SET EXERCISE:
Give a verbatim repeat of the lines that run from the line containing "the man's sneaker" to the end of the data below.

- - - -

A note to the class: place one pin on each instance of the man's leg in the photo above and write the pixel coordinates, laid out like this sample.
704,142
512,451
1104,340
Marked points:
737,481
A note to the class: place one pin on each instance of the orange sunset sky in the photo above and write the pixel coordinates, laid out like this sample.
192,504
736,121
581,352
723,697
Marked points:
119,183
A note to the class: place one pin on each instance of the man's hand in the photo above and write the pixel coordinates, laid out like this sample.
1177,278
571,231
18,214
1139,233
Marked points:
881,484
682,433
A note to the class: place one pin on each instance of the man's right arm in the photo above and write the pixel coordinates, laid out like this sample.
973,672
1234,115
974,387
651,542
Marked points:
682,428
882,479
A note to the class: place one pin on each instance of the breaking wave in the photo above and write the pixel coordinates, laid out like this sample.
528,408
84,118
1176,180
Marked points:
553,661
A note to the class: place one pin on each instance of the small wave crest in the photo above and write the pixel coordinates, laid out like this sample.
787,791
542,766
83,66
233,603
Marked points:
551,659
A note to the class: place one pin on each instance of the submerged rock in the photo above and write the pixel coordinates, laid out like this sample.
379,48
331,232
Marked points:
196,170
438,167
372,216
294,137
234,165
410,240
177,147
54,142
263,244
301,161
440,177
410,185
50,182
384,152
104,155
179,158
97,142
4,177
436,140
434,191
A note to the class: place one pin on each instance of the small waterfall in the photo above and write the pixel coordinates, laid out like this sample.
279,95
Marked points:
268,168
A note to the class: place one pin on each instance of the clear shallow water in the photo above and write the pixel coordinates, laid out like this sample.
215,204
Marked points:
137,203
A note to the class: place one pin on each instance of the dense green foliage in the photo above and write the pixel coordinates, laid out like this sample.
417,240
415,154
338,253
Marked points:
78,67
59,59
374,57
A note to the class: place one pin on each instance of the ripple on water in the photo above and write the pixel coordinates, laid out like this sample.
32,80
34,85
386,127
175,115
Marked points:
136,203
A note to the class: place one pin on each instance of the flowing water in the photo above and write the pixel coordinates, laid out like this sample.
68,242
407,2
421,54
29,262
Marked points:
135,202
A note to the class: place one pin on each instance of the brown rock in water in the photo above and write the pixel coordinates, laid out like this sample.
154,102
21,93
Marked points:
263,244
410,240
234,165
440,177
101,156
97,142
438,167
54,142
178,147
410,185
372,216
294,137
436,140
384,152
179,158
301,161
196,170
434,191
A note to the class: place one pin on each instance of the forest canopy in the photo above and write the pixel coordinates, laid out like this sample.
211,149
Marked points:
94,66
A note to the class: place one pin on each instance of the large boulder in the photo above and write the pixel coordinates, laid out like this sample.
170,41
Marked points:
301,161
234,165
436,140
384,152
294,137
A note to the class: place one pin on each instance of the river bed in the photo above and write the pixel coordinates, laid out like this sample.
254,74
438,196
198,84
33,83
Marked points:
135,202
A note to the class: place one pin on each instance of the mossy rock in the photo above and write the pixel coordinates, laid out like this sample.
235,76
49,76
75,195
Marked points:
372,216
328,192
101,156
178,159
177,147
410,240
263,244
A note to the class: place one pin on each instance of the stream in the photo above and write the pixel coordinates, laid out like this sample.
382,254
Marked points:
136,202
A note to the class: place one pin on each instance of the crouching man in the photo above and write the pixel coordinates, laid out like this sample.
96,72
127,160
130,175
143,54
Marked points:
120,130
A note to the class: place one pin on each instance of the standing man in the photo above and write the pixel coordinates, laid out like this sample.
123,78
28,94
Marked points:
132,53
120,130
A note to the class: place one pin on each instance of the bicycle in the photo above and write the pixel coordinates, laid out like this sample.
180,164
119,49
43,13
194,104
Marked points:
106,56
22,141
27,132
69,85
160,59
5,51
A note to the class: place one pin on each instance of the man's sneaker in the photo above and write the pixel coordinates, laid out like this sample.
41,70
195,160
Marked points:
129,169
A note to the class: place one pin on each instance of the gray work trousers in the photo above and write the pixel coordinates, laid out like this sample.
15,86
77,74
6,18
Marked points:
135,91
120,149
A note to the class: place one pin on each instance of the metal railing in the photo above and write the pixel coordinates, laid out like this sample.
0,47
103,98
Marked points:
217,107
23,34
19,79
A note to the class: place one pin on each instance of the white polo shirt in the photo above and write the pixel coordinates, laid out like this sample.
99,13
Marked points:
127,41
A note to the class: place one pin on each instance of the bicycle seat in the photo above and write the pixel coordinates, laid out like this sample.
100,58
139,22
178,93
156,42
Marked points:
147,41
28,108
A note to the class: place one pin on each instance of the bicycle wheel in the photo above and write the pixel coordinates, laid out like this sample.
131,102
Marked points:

- - - -

WRITTEN REPLY:
A note to the class: place one pin on each instance of the man's sneaker in the photo above and write the pixel coordinates, laid out like this sample.
41,70
195,160
Marked points:
129,169
A note to the class: place one pin on each instance of the gray work trousers in the photo above and write the pixel coordinates, laid out like this sample.
15,86
77,74
6,18
Marked points:
135,91
120,149
A note to the class: place one pin on each instance of the metal railing in the photo above and write the pixel coordinates, laid out like this sample.
0,47
103,98
Marked points:
217,107
23,34
19,79
A note to the class: place one pin on each instance of the white polo shirt in the photo above and write the pixel coordinates, laid out like this sample.
99,13
Marked points:
127,41
A note to the class: place one pin on each instance of the bicycle seat in the photo above and write the pixel coordinates, laid out like this sample.
100,58
139,22
178,93
156,42
Marked points:
147,41
28,108
A note to the class: place one pin on each instance of the bicycle wheel in the photo above and write the pixel coordinates, laid out like this sample.
131,102
Marked points:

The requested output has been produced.